▶ Action item: Within the records below is a range that opens at the line with "positive clicks: (188, 185)" and closes at the line with "box: [6, 218, 38, 238]". Return that range word for word, both ends included, and only that range.
[[ Records provided open ]]
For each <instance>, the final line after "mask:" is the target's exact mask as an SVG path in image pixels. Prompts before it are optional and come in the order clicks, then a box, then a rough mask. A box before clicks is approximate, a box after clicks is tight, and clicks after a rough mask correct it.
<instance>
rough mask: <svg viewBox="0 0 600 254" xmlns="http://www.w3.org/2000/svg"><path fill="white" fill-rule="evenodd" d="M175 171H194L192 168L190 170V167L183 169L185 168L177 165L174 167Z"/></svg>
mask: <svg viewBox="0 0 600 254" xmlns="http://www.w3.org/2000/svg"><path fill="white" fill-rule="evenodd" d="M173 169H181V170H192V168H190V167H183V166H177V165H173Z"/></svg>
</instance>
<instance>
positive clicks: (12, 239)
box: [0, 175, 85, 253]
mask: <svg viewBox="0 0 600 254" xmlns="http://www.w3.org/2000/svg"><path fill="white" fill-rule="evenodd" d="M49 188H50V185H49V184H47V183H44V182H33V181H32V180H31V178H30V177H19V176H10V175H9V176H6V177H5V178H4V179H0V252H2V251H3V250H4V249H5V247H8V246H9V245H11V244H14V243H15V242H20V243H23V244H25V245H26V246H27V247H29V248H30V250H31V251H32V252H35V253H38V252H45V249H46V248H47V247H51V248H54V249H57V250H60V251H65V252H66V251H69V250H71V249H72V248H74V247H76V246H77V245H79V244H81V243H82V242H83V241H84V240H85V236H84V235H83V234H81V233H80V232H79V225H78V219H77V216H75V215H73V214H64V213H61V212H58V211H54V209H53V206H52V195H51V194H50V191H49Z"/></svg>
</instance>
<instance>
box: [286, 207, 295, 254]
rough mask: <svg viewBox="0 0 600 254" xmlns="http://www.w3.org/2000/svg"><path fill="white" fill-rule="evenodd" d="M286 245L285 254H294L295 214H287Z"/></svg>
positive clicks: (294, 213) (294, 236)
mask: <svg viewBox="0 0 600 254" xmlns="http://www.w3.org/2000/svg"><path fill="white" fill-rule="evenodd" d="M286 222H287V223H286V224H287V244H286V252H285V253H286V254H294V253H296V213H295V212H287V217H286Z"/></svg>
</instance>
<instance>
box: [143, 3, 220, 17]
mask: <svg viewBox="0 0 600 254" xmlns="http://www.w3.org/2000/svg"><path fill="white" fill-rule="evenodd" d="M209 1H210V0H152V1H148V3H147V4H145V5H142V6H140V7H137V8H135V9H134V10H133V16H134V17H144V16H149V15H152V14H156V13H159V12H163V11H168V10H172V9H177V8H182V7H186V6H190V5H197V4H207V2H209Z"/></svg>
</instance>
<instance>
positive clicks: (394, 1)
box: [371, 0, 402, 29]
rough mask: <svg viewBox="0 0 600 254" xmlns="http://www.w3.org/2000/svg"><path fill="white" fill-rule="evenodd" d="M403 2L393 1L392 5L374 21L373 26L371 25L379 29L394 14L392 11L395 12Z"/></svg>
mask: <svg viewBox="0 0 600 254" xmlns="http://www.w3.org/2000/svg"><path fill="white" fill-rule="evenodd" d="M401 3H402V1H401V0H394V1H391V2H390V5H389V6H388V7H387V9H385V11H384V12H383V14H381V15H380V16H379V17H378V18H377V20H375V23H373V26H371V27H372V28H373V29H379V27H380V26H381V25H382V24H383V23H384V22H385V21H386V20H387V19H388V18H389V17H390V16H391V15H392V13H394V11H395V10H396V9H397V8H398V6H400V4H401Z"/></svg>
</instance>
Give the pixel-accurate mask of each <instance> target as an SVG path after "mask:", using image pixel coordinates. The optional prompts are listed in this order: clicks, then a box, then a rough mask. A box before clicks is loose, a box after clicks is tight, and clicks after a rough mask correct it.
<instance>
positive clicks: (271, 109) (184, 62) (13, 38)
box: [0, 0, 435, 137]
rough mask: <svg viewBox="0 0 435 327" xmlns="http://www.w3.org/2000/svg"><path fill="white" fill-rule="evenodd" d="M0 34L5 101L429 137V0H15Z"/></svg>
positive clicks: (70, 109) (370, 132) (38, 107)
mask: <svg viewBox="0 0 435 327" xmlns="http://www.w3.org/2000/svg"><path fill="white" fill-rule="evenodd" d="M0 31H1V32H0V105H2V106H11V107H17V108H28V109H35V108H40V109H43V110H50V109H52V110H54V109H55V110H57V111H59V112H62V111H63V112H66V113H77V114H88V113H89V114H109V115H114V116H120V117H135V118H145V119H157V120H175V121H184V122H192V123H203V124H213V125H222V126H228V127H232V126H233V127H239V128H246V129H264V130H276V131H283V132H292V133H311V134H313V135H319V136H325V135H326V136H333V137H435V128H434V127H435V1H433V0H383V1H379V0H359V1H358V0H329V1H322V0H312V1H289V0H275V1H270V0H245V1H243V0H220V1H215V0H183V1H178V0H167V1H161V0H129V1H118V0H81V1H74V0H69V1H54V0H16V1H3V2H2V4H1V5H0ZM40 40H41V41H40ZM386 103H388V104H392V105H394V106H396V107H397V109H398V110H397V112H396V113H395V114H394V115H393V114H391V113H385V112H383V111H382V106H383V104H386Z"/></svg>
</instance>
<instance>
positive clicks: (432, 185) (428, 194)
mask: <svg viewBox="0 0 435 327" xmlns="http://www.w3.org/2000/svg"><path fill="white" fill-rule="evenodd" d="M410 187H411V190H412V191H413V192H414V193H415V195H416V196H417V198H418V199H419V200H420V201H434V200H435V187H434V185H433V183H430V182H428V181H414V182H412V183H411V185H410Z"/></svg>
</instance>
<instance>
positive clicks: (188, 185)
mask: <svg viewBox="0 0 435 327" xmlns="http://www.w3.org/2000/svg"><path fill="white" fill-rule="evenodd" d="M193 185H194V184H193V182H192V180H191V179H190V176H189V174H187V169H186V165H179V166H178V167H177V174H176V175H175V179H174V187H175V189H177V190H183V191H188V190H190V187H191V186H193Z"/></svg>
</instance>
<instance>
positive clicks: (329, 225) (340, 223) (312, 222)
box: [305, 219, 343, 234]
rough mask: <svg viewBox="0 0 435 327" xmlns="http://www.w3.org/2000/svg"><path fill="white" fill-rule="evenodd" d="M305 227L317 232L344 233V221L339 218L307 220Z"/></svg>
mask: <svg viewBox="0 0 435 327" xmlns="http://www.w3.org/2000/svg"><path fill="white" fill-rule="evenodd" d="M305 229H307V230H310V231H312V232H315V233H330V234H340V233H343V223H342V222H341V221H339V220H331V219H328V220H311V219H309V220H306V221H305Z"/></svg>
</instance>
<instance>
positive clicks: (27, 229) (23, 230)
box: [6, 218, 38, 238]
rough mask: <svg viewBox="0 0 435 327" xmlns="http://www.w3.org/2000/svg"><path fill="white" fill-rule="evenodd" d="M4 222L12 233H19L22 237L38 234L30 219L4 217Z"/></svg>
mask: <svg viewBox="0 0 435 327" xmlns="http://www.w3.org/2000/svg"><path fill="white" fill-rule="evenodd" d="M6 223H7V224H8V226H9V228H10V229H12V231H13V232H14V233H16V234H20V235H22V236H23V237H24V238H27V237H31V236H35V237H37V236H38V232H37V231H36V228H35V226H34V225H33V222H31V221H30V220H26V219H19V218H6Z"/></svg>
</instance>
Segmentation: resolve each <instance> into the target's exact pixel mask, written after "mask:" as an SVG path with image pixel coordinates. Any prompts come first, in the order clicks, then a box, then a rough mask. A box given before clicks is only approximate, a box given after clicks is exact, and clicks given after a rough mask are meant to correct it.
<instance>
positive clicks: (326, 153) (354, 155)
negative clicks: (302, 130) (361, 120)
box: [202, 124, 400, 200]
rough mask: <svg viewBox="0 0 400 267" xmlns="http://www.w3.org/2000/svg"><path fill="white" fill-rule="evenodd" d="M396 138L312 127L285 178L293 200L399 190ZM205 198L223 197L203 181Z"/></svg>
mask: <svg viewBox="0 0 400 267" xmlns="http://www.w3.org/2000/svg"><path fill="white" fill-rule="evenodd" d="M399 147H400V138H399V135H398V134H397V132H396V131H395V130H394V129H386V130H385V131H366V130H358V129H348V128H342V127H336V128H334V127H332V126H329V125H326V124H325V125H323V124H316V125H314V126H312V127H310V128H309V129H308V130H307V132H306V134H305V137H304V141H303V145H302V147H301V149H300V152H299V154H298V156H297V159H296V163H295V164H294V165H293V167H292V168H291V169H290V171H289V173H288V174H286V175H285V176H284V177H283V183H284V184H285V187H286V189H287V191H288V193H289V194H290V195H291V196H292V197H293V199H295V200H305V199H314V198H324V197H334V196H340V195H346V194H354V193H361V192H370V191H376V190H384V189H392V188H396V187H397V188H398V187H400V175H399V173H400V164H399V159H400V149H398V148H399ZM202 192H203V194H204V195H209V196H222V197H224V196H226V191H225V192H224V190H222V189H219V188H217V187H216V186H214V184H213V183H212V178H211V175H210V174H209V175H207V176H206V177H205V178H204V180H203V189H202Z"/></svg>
[[ Records provided closed ]]
▶ Result of the task:
positive clicks: (188, 185)
mask: <svg viewBox="0 0 435 327" xmlns="http://www.w3.org/2000/svg"><path fill="white" fill-rule="evenodd" d="M193 185H194V184H193V182H192V180H191V179H190V176H189V174H187V169H186V165H179V166H178V167H177V174H176V175H175V179H174V187H175V189H177V190H183V191H188V190H190V187H191V186H193Z"/></svg>
</instance>
<instance>
positive clicks: (329, 225) (340, 223) (312, 222)
box: [305, 219, 343, 234]
rough mask: <svg viewBox="0 0 435 327" xmlns="http://www.w3.org/2000/svg"><path fill="white" fill-rule="evenodd" d="M305 227L317 232L344 233V221L339 218L307 220Z"/></svg>
mask: <svg viewBox="0 0 435 327" xmlns="http://www.w3.org/2000/svg"><path fill="white" fill-rule="evenodd" d="M305 229H307V230H310V231H312V232H315V233H330V234H340V233H343V223H342V222H341V221H339V220H331V219H328V220H311V219H309V220H306V221H305Z"/></svg>
</instance>
<instance>
positive clicks: (27, 229) (23, 230)
box: [6, 218, 38, 238]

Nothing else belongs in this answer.